**GIVEN RECORDS**.
[START]

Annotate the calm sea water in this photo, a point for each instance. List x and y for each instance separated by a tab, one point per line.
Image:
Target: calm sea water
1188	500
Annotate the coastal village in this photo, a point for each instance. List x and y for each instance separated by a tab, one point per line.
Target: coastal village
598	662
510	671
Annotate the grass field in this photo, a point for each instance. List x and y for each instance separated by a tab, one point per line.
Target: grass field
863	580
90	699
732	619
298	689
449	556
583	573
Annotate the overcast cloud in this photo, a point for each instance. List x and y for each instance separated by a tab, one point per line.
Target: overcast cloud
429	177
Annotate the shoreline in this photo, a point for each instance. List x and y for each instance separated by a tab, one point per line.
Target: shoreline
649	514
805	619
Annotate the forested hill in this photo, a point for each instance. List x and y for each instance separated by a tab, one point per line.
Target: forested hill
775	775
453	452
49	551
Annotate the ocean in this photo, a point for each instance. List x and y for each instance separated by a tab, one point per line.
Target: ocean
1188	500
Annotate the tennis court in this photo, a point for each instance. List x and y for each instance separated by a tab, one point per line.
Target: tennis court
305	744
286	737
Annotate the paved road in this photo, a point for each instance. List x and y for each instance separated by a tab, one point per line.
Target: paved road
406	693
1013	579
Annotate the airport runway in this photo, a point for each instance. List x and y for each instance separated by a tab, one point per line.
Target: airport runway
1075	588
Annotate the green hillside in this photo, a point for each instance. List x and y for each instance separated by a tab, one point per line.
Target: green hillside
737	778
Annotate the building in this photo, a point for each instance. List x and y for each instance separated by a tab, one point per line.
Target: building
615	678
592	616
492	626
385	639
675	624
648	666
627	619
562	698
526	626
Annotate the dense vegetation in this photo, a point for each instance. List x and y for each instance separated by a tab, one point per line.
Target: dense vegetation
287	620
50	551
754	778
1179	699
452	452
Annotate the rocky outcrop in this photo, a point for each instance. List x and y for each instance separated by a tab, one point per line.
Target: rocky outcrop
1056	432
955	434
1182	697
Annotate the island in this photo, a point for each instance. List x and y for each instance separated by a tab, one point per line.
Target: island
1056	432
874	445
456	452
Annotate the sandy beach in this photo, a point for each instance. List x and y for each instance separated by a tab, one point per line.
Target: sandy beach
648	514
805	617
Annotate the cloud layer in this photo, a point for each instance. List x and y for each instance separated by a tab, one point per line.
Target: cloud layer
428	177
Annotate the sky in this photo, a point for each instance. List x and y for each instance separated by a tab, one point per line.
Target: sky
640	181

[END]

**WHAT THE TASK REQUIRES**. Repeat all the entries word for word.

**WRITTEN SOLUTION**.
Annotate the calm sea water in this photo, a point for each instance. List x and y for each instance separated by a tab, one point per line.
Image:
Target: calm sea water
1188	500
Annotate the coastal village in this photo, a point for each instance. List x and y for each instance separated by a tab, one point per line.
Target: coastal village
598	662
510	671
Annotate the grass field in this photo, a point for each instance. List x and y for each instance separated by a tab, one point per line.
Target: grass field
863	580
90	699
732	619
298	689
449	556
583	573
Annotate the overcast cloud in this photo, a point for each instance. List x and y for each instance separated by a tab, one point per line.
Target: overcast cloud
429	177
Annotate the shoreline in this photo, a point for each instance. List x and y for each instance separated by a tab, one point per line.
Target: shoreline
649	514
805	619
Annotate the forested hill in this photo, a point for each instance. List x and y for each instance separated by a tab, one point per line.
Target: forested hill
775	775
453	452
49	551
Annotate the ocean in this photo, a point for each instance. List x and y for each instance separated by a tab, one point per line.
Target: ocean
1188	500
Annotate the tennis court in this photo, a point for each instance. List x and y for each instance separated by a tab, one point per line.
Target: tennis court
305	744
286	737
Annotate the paved road in this photo, a point for each instance. List x and y for each instance separated by a tab, one point per line.
Target: paved road
406	693
1013	579
Annotate the airport runway in this photo, a point for each instance. List x and y for each instance separated by a tab, one point per line.
Target: airport runway
1075	588
Annotate the green hillside in this photo, a point for each instance. List x and y for each instance separated by a tab, one point per line.
Target: green hillside
737	778
Annotate the building in this photo, a point for each instance. List x and y for each instance separated by a tab, one point per line.
Target: building
615	678
592	616
492	626
385	639
675	624
648	666
627	619
562	698
526	626
Annotate the dense vegetation in this photo, a point for each instance. List x and y for each instance separated by a tab, one point per line.
Target: dense vegetation
287	620
50	551
754	778
1179	699
452	452
Annotate the rocky outcrop in this photo, a point for each instance. List x and y for each instance separated by a tab, one point per line.
Target: rocky outcrop
1056	432
955	434
1182	697
Annotate the island in this photo, a point for each instance. List x and y for each instance separated by a tab, one point per line.
Target: island
1056	432
874	445
456	452
Annotate the sandy beach in this photo, a point for each instance. List x and y for each instance separated by a tab, one point per line.
Target: sandy beach
648	514
805	617
Annotate the cloud layer in this photo, a point for each instance. List x and y for each instance separated by a tab, one point per line.
Target: cloud layer
428	177
Annotate the sky in this photo, a point for each instance. List x and y for each instance separated by a tab, one point per line.
Target: sky
640	181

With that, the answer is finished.